Render as a JSON list of strings, one string per line with blank lines left out, the entries from the line with "Locate every bridge pier" to the line with "[426,116,598,153]", both included.

↓

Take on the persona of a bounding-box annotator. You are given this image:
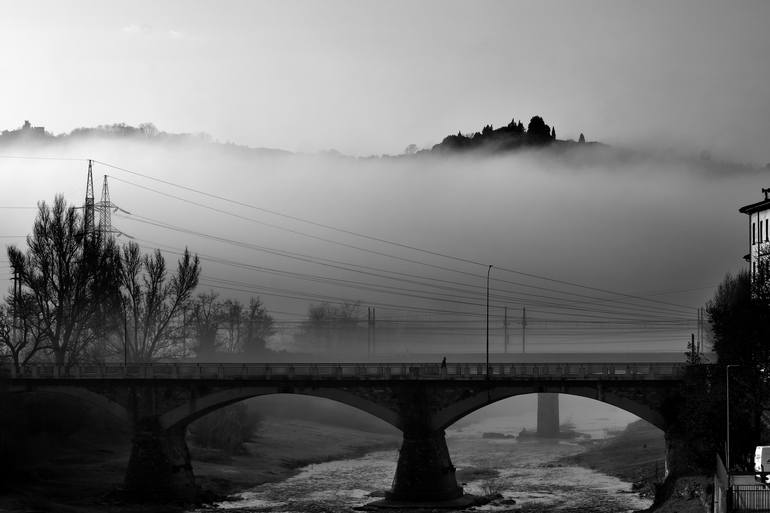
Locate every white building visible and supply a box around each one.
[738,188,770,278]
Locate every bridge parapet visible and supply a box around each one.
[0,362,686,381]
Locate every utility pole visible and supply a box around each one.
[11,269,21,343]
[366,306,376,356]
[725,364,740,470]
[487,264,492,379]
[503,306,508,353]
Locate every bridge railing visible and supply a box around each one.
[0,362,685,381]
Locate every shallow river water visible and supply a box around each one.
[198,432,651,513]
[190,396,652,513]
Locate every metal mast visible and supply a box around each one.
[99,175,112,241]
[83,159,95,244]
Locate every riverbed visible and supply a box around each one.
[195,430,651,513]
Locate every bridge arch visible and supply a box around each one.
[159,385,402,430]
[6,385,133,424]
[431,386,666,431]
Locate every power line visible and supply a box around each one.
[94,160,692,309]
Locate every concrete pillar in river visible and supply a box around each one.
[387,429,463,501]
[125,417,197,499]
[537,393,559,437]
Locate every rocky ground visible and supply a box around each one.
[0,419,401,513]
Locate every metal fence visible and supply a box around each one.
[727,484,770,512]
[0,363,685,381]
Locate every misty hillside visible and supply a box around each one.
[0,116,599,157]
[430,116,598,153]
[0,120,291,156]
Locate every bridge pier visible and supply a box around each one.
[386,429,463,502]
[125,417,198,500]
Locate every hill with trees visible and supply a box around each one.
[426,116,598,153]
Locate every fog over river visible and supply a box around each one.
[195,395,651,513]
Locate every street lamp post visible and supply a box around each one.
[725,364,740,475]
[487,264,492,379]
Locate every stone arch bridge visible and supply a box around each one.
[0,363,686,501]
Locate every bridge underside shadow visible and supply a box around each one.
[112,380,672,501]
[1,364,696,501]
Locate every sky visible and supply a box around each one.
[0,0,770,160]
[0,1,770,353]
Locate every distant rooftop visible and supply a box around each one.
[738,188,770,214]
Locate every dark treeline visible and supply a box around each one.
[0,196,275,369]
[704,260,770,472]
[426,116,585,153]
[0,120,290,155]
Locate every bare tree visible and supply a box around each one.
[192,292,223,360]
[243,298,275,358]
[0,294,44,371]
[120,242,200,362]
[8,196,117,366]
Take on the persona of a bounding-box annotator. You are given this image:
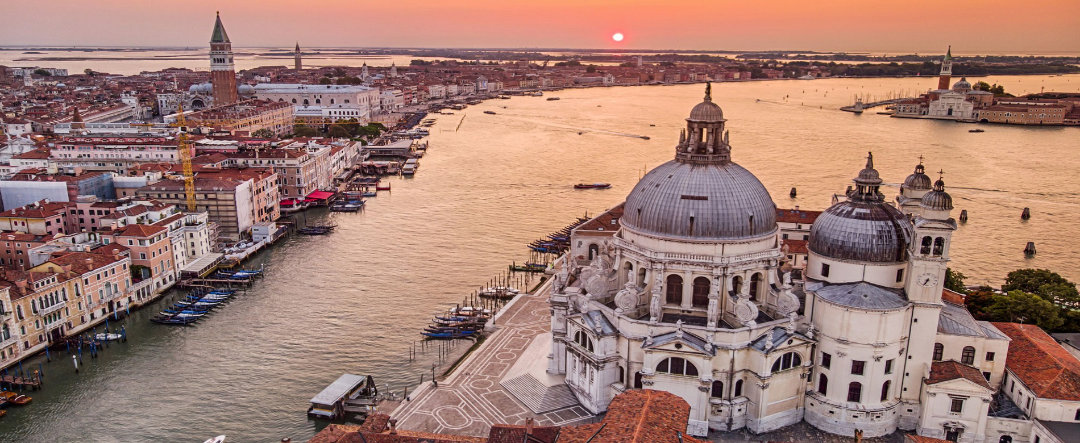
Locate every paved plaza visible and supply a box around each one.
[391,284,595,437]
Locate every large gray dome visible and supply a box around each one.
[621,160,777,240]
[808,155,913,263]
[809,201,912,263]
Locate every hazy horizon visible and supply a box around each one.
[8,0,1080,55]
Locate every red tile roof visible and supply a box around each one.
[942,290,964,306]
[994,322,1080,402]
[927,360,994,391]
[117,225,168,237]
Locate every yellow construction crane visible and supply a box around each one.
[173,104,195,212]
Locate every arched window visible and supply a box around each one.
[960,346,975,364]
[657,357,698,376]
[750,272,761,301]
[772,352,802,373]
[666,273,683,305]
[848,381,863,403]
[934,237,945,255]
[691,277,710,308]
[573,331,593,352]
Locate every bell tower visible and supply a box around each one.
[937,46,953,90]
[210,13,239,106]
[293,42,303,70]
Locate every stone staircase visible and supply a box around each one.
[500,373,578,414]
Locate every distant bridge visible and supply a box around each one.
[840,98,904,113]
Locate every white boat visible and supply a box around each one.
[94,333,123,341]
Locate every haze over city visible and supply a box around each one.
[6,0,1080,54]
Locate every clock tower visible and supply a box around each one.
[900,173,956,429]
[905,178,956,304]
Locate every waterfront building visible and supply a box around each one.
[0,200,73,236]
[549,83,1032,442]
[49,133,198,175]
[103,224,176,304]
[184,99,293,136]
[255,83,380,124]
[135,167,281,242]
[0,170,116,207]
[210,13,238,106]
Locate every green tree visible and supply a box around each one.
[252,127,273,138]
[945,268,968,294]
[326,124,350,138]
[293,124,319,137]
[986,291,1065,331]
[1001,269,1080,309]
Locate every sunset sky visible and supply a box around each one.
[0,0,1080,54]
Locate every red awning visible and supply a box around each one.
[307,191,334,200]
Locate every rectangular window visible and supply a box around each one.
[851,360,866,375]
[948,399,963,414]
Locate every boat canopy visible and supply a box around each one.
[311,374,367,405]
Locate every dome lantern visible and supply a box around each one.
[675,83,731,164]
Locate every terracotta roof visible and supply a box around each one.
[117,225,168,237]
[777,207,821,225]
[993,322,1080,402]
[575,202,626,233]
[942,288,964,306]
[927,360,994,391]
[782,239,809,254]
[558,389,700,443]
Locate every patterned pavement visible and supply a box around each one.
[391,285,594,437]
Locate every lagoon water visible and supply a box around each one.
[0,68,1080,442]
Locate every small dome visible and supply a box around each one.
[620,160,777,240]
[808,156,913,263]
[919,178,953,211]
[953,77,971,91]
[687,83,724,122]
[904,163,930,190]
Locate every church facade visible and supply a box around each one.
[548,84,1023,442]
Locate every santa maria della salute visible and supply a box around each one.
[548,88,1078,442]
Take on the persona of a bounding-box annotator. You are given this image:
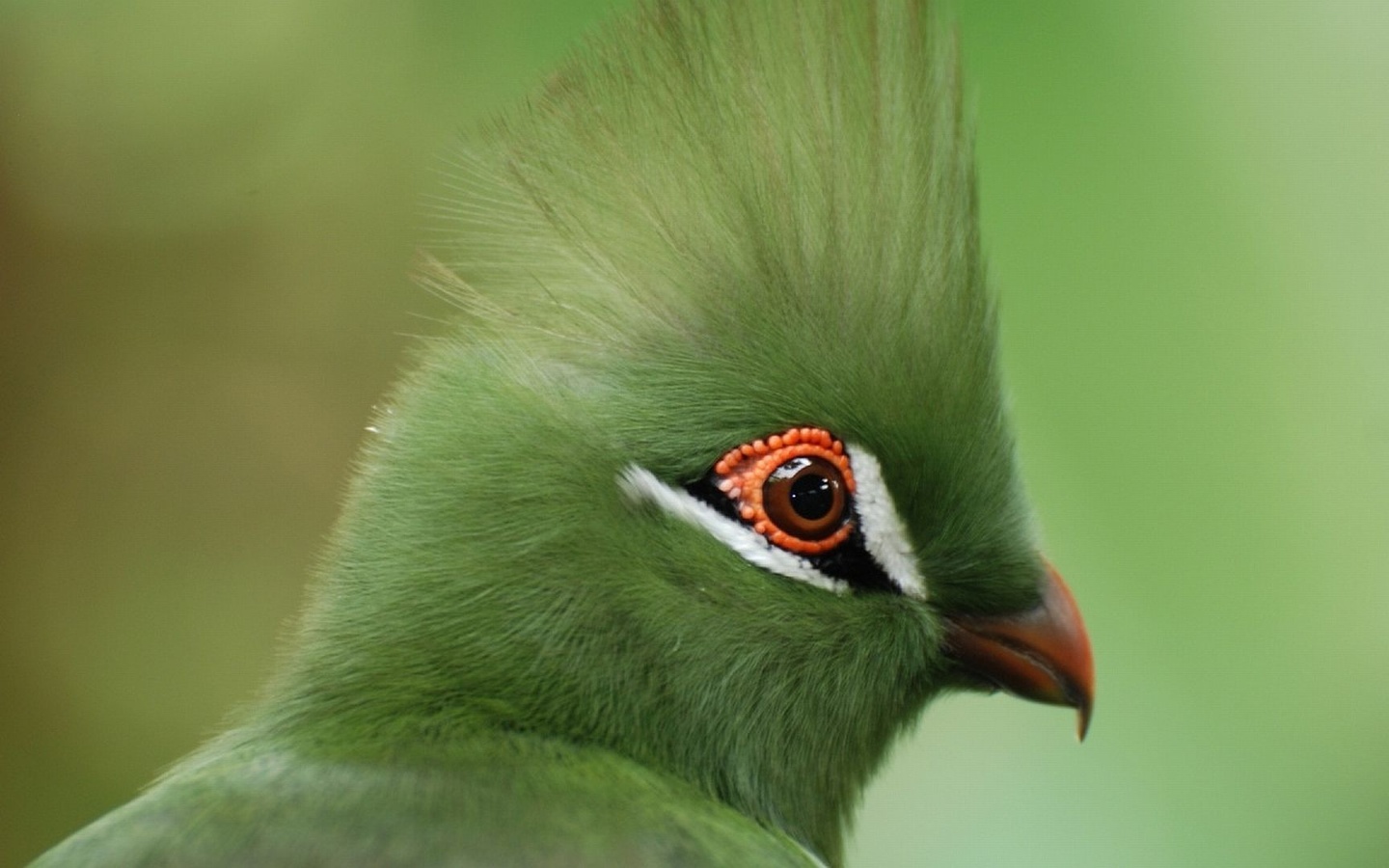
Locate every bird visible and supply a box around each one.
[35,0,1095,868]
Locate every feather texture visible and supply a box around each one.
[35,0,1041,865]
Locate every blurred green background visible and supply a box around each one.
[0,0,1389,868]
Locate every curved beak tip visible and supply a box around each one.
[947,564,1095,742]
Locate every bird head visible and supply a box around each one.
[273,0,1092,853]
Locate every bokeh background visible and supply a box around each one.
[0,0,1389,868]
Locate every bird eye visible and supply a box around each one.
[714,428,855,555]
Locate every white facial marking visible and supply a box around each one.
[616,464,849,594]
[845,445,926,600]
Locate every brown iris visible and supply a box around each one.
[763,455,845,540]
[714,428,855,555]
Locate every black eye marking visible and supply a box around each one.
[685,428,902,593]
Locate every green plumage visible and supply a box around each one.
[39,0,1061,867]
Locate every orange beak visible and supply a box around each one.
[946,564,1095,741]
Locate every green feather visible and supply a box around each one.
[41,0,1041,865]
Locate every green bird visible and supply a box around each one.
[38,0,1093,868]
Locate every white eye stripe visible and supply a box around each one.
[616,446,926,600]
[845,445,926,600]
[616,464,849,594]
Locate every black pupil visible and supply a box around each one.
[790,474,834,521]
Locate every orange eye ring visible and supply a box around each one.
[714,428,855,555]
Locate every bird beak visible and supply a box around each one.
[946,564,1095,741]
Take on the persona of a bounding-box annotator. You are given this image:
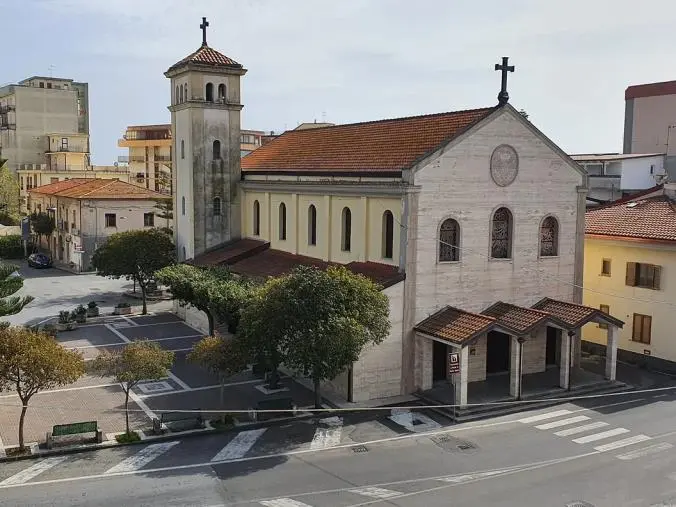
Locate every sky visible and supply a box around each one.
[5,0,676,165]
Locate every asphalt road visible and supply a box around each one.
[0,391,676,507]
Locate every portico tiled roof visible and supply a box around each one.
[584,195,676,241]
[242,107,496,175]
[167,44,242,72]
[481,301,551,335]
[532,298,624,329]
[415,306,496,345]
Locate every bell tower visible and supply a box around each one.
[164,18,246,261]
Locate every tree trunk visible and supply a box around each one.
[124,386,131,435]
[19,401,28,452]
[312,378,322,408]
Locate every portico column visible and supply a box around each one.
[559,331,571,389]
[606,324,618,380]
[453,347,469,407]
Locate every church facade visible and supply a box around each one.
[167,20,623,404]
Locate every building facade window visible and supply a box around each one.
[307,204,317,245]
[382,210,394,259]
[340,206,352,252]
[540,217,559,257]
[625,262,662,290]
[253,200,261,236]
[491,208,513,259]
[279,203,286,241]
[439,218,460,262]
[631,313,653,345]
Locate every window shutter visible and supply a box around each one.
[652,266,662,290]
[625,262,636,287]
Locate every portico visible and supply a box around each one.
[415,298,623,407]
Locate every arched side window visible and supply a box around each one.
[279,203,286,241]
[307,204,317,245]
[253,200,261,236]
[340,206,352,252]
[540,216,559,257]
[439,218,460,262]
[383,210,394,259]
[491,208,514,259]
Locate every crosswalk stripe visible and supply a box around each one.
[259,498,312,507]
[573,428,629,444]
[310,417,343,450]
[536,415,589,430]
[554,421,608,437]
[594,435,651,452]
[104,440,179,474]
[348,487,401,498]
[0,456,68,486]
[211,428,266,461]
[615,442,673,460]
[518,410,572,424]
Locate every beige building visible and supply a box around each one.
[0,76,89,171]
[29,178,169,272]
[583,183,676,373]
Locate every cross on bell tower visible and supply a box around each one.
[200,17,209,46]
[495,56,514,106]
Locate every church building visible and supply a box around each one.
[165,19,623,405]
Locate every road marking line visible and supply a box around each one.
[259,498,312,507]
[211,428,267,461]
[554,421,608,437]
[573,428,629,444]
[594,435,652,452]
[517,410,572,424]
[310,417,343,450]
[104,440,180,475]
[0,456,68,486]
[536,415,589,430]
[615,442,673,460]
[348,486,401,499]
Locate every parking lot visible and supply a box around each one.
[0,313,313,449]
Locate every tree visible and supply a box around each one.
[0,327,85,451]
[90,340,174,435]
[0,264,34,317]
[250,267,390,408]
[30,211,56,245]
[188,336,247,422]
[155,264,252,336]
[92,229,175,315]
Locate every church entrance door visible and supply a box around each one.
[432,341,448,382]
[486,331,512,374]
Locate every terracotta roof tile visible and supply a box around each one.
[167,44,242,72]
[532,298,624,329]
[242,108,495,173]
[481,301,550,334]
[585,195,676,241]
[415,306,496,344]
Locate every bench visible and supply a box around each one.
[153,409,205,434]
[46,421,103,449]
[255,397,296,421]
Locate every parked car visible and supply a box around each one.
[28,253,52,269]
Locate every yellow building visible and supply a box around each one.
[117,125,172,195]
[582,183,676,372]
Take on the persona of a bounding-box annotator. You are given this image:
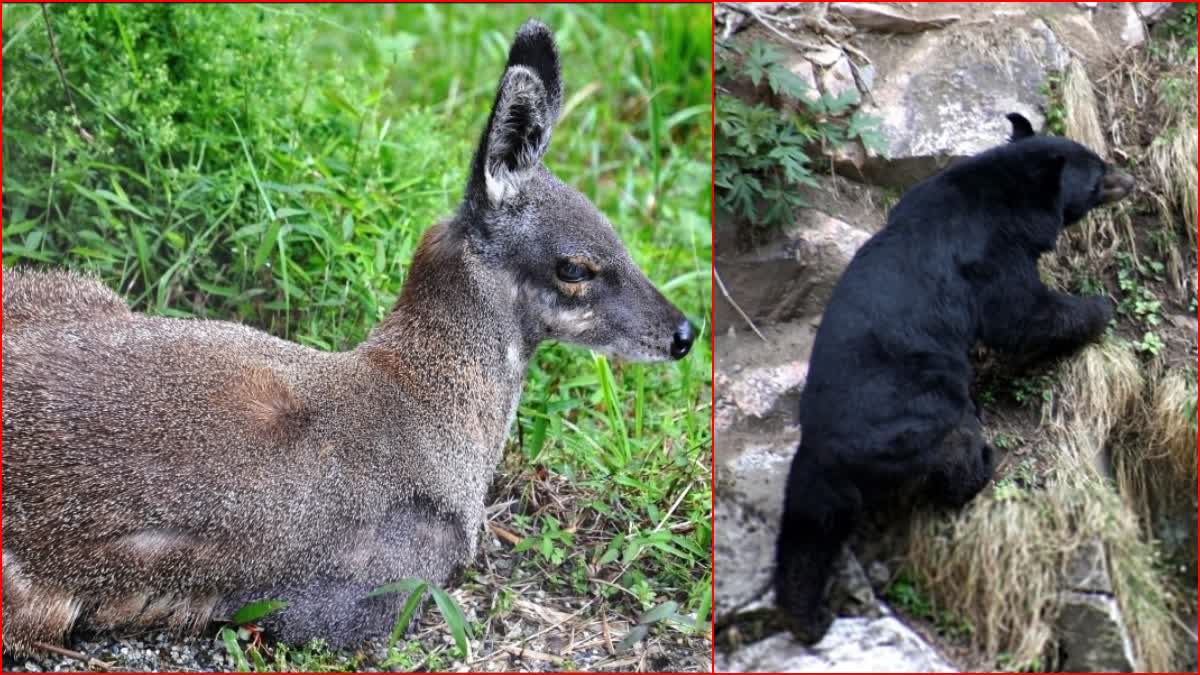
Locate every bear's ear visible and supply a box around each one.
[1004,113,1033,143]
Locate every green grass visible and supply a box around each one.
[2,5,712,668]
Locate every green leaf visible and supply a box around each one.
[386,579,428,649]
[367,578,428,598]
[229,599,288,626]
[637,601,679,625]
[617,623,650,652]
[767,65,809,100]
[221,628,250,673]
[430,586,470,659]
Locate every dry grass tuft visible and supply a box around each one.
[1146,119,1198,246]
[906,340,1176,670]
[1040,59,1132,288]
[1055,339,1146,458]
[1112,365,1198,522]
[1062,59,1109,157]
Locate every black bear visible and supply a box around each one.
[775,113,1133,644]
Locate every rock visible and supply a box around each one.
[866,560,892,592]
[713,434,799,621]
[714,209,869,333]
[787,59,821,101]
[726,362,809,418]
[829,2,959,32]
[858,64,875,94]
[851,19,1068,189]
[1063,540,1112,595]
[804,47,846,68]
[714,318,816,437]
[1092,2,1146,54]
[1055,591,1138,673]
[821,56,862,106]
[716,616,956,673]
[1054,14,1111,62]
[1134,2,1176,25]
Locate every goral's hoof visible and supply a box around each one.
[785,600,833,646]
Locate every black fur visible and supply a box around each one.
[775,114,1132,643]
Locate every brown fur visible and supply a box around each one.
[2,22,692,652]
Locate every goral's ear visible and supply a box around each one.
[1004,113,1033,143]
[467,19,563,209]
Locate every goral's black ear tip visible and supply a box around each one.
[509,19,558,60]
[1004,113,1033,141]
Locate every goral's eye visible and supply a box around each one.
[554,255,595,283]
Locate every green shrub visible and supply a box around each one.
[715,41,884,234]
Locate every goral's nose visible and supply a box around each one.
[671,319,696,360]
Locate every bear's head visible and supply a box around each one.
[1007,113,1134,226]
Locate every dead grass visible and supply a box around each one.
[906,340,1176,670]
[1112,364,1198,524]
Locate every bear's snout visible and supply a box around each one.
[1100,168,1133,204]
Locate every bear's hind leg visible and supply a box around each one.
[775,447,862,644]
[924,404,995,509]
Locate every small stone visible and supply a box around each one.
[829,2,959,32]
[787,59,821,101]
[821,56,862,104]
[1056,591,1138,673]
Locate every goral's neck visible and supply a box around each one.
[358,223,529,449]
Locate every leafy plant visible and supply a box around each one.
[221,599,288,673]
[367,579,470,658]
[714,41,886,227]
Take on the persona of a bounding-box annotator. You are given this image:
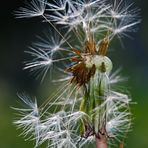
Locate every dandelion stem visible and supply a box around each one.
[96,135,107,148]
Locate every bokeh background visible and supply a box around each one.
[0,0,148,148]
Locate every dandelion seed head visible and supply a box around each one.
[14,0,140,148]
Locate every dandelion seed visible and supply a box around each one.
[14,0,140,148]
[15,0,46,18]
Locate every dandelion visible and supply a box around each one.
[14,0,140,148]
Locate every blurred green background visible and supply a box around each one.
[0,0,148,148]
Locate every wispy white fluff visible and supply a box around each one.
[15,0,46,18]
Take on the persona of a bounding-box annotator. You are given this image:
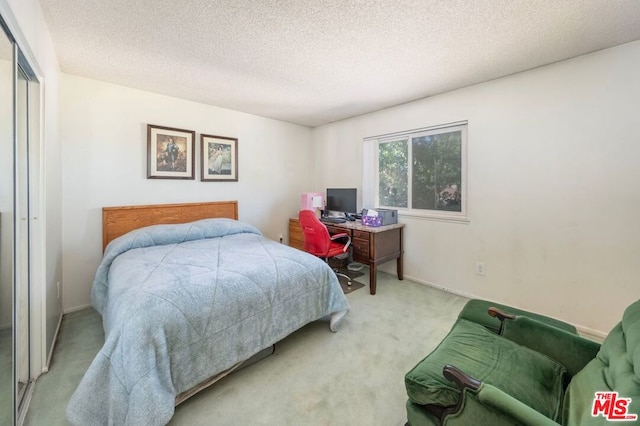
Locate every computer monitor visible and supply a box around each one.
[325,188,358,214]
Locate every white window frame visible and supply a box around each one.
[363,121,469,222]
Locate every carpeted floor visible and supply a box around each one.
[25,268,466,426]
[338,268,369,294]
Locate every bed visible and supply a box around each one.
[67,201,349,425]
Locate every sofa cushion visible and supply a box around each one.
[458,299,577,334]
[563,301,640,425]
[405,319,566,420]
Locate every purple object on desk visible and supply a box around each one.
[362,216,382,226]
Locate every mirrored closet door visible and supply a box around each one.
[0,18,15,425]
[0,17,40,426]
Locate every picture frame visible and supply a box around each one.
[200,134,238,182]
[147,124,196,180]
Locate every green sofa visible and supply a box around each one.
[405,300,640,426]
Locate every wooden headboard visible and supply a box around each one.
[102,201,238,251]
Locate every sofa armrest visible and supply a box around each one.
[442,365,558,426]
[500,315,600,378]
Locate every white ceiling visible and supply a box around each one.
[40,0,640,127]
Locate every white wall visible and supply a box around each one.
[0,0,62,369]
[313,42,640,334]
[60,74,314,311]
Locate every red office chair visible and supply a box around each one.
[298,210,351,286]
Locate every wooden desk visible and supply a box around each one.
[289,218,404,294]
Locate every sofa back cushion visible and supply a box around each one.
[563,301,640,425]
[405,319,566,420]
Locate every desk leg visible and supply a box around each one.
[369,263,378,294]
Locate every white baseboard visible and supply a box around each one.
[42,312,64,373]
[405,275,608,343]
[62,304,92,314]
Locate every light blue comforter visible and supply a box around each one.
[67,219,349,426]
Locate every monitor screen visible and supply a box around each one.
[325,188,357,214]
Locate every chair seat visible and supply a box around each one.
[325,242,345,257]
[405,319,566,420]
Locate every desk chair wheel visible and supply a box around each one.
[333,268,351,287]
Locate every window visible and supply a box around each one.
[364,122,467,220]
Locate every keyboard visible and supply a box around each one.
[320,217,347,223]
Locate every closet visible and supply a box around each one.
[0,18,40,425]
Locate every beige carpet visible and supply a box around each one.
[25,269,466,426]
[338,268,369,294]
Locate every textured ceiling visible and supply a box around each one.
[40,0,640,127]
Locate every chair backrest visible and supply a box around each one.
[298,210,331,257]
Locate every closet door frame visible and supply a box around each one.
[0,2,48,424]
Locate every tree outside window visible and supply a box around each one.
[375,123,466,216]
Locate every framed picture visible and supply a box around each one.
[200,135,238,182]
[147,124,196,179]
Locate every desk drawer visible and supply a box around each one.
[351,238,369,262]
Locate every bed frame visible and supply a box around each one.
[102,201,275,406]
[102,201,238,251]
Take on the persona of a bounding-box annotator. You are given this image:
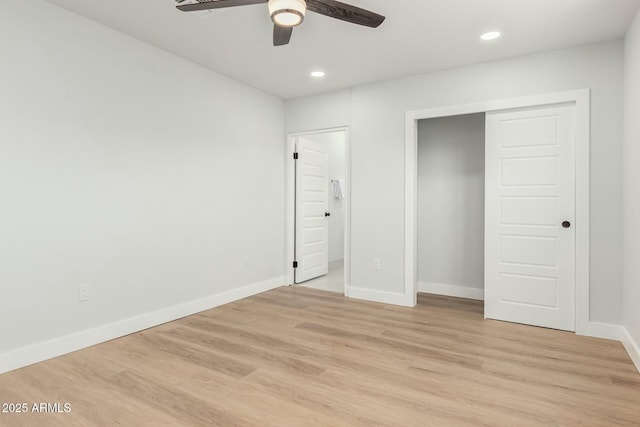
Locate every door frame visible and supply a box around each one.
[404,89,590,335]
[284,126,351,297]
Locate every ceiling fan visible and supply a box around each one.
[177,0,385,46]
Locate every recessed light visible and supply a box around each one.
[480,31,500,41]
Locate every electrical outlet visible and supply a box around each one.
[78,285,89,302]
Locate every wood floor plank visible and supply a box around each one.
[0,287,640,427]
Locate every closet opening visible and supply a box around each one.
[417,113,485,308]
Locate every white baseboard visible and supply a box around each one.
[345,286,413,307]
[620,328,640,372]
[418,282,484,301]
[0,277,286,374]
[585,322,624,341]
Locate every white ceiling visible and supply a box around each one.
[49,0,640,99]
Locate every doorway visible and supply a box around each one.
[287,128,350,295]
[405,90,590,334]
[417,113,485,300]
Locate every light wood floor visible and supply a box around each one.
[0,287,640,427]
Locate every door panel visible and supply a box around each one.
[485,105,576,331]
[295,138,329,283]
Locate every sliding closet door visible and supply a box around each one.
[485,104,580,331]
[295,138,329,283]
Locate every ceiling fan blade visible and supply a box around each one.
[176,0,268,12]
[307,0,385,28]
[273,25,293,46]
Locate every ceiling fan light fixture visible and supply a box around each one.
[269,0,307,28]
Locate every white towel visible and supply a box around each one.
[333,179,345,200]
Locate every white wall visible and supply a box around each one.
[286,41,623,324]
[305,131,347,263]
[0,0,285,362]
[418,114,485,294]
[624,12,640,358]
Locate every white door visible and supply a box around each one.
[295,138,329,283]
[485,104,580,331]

↑

### SOLVED EXERCISE
[
  "Locate every bridge pier visible and supply a box around each one.",
  "[386,429,463,502]",
  "[125,417,198,500]",
  "Locate every hill with trees visible and supply a box around each one.",
  "[426,116,598,153]"
]